Tasks to perform -
#1 Reproduce verbatim the portion of the passage on Huxtable starting with "Her response to" and going on through "sci-fi ravine scene.".
#2 Gather every line of the entries that contains the word "instance", matching case exactly.

Source extract -
____

After high school — because the idea of making money from art was absurd to her family — Huxtable told her mother she was going to school at New York City’s Bard College for political science. Instead, she studied gender, human rights, and art. Bard College was not equipped for Huxtable’s talent: “They told me I was trapped in my identity and obsessed with technique,” Huxtable said. “I went to pretend to be a legal assistant.”  

Upon discovering a new job in NYC, Huxtable found liberation in the city’s queer nightlife. She told the audience that the act of going out (choosing outfits, applying make-up, taking selfies) was a practice of performance, and her outfits would serve as muses in later performance pieces.

Her response to intentional dressing up was UNTITLED IN THE RAGE (NIBIRU CATACLYSM)(2015) and “UNTITLED IN THE RAGE (PSYCHOSOCIAL ‘STUNTIN’)” (2015), a series of pieces inspired by the African American religious cult Nuwaubian Nation. By putting herself in historical pop culture images, Huxtable imagines an afro-futuristic world. “There was power in the big hoop earrings and men’s camouflage gear that I would see black girls wearing. This militant black girl image is what I wanted to play with,” Huxtable told the audience as she clicked to a slide of herself in a purple skin and military boots posed on top of a sci-fi ravine scene.  

Science fiction is also a big inspiration for Huxtable. Throughout the talk, author Octavia Butler was named in reference to Huxtable’s creative process. In many of her pieces, she aims to abstract black liberation into a sci-fi setting. “Science fiction,” Huxtable said, “is an alternative to theology.”

She reminded the audience of the album covers and music videos of TLC and Aaliyah that depicted a sort of afro-futurism that also channelled into political inclinations. Her piece, UNTITLED IN THE RAGE (NIBIRU CATACLYSM), reflects the subtle black liberation ideologies of common black household art depicting a Jesus that resembles Tupac. “I wanted to be on the cover of a sci-fi book … and it worked,” Huxtable told the audience.

____

Data rows -
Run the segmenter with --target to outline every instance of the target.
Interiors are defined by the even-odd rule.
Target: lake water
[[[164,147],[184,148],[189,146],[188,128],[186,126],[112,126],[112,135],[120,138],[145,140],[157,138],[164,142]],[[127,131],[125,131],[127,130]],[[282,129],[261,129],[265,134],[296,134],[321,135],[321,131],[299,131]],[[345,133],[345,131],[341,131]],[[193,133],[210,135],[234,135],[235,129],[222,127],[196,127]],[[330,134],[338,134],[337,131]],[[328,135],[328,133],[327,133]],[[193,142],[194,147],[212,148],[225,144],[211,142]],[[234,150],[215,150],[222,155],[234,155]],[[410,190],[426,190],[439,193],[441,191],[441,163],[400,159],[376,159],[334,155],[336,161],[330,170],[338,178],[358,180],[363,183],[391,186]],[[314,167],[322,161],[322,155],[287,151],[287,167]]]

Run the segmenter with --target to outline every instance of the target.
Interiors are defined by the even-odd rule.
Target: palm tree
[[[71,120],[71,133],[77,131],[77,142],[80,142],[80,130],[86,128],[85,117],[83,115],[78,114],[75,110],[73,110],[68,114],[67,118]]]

____

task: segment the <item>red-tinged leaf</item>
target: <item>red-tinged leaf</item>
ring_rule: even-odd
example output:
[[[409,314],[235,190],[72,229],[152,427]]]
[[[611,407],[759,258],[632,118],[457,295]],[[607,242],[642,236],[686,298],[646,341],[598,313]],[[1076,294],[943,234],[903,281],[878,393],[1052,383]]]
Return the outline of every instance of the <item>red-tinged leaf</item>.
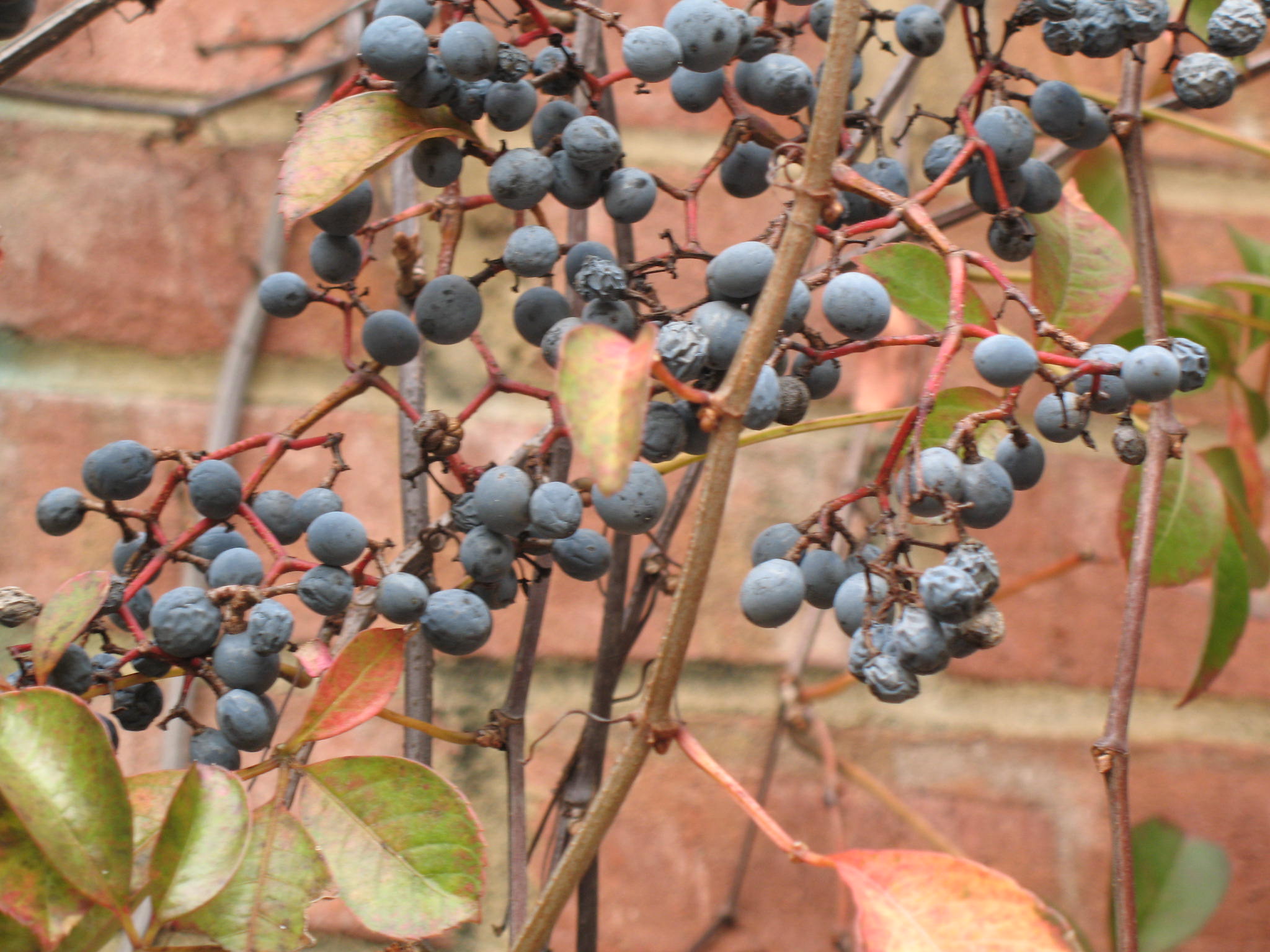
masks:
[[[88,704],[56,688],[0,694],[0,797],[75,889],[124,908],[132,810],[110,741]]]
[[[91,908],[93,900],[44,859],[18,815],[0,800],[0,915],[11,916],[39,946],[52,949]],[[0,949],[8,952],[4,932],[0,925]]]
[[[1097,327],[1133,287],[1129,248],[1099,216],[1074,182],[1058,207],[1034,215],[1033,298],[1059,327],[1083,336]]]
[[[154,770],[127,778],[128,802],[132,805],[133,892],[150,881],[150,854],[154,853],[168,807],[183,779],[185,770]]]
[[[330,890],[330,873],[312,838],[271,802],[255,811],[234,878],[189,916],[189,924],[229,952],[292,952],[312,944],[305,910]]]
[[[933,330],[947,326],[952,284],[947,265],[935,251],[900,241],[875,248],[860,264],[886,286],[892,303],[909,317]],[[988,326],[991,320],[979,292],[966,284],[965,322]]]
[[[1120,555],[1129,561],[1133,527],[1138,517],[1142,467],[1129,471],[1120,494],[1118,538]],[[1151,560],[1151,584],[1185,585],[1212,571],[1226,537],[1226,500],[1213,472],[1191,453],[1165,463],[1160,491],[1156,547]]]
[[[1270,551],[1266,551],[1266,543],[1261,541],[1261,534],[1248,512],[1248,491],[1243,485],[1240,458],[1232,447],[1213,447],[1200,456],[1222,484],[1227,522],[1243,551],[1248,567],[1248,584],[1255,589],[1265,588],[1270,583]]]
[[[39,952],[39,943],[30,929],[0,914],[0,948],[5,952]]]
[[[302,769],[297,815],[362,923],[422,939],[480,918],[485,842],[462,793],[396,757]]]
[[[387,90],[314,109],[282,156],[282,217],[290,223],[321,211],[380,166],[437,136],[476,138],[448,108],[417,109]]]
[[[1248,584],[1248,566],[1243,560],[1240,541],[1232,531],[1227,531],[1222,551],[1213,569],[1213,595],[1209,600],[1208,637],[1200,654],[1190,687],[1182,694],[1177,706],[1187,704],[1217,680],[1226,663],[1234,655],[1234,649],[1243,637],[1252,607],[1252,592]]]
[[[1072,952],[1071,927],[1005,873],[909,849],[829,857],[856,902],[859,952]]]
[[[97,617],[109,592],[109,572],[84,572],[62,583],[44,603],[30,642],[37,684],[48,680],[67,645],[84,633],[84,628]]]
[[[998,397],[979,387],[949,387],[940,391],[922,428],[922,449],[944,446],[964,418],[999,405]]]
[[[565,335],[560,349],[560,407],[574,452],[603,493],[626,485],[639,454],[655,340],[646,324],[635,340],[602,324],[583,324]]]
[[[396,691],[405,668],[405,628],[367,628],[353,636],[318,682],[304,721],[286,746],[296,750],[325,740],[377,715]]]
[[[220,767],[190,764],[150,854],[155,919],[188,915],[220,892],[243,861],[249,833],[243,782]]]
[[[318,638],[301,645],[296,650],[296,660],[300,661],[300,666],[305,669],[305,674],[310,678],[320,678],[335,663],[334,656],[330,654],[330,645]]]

____

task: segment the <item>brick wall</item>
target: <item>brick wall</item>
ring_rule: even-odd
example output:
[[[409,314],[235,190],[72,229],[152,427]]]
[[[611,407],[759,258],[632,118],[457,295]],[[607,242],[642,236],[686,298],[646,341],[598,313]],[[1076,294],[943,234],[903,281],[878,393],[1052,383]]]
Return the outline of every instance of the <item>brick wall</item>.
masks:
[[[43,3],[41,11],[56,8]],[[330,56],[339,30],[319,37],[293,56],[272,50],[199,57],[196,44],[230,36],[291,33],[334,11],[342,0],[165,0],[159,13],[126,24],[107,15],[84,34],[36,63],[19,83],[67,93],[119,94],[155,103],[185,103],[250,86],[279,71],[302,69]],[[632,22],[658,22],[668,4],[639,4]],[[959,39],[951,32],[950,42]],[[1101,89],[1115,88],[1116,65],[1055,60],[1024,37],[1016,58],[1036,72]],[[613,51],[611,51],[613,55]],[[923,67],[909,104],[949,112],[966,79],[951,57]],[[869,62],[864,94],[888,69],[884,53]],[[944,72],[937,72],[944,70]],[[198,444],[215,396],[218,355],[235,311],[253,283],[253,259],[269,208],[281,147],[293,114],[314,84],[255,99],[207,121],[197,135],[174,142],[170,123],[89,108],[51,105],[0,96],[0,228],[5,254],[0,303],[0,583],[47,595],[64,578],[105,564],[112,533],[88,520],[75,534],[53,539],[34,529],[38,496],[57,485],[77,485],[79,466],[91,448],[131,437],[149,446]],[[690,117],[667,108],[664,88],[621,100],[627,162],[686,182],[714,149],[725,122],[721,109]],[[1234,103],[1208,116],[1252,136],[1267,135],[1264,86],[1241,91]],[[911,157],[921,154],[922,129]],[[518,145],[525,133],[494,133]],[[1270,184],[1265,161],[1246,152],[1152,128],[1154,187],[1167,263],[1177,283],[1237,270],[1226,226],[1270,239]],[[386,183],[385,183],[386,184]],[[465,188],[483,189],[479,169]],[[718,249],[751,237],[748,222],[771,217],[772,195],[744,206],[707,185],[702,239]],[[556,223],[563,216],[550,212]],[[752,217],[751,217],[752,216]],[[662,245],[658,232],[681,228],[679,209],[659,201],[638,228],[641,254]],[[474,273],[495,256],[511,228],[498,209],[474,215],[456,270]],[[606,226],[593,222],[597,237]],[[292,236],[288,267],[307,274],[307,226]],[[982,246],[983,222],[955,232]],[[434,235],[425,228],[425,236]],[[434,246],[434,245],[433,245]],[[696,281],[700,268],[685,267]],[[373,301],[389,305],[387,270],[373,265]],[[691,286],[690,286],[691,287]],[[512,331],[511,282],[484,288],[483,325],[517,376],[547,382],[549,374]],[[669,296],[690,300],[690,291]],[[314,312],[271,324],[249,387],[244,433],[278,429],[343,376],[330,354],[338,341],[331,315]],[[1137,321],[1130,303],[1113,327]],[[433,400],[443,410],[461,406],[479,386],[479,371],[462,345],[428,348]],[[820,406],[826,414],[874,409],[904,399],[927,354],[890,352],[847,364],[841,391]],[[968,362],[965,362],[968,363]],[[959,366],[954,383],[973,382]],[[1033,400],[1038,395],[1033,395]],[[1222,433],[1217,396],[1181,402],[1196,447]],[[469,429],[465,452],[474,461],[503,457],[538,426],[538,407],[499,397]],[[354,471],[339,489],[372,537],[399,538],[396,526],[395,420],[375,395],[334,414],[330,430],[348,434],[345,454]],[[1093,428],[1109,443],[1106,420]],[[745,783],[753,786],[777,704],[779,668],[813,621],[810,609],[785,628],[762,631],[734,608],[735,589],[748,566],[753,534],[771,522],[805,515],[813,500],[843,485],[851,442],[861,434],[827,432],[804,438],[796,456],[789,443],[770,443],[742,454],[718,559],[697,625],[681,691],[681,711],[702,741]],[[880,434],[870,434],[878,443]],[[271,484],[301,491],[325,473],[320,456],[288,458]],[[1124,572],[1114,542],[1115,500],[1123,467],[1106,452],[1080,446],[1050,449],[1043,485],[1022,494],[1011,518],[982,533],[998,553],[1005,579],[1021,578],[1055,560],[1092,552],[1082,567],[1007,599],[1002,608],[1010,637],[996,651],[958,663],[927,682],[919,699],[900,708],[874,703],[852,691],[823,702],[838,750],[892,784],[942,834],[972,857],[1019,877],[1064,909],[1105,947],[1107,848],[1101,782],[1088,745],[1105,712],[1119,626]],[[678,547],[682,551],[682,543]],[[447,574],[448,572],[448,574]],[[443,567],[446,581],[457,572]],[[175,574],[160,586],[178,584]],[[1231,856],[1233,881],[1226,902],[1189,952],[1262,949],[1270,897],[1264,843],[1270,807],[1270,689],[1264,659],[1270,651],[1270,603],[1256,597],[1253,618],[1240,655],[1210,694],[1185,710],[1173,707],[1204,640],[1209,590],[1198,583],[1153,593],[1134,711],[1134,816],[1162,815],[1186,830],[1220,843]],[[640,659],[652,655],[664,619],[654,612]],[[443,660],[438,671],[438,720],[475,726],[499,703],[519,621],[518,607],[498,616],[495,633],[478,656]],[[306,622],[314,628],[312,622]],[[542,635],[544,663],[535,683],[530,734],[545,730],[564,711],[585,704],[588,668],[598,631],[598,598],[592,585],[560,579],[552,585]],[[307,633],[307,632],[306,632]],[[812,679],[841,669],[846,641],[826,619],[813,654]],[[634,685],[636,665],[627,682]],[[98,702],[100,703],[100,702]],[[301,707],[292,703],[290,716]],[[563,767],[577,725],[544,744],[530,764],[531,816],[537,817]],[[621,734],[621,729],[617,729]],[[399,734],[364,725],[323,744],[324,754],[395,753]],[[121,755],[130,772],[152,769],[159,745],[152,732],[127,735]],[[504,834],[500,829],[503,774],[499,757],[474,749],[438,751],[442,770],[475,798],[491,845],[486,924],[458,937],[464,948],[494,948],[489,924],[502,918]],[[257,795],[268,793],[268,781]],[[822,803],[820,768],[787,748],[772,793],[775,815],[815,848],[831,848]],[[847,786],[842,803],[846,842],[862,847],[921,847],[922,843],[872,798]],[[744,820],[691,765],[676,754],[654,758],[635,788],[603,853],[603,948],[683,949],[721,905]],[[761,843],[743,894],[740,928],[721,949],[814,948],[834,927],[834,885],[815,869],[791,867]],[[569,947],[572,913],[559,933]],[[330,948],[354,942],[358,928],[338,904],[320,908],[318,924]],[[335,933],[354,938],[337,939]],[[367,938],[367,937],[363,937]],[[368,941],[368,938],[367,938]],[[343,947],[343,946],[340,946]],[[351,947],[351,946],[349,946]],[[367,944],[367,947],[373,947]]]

____

Replies -
#1
Her response to intentional dressing up was UNTITLED IN THE RAGE (NIBIRU CATACLYSM)(2015) and “UNTITLED IN THE RAGE (PSYCHOSOCIAL ‘STUNTIN’)” (2015), a series of pieces inspired by the African American religious cult Nuwaubian Nation. By putting herself in historical pop culture images, Huxtable imagines an afro-futuristic world. “There was power in the big hoop earrings and men’s camouflage gear that I would see black girls wearing. This militant black girl image is what I wanted to play with,” Huxtable told the audience as she clicked to a slide of herself in a purple skin and military boots posed on top of a sci-fi ravine scene.

#2
Run the segmenter with --target to outline every instance of the target.
Run the segmenter with --target to outline every instance of the target.
Return the outline of every instance of the <item>red-tinged leaf</item>.
Return the outline of every instance of the <item>brick wall</item>.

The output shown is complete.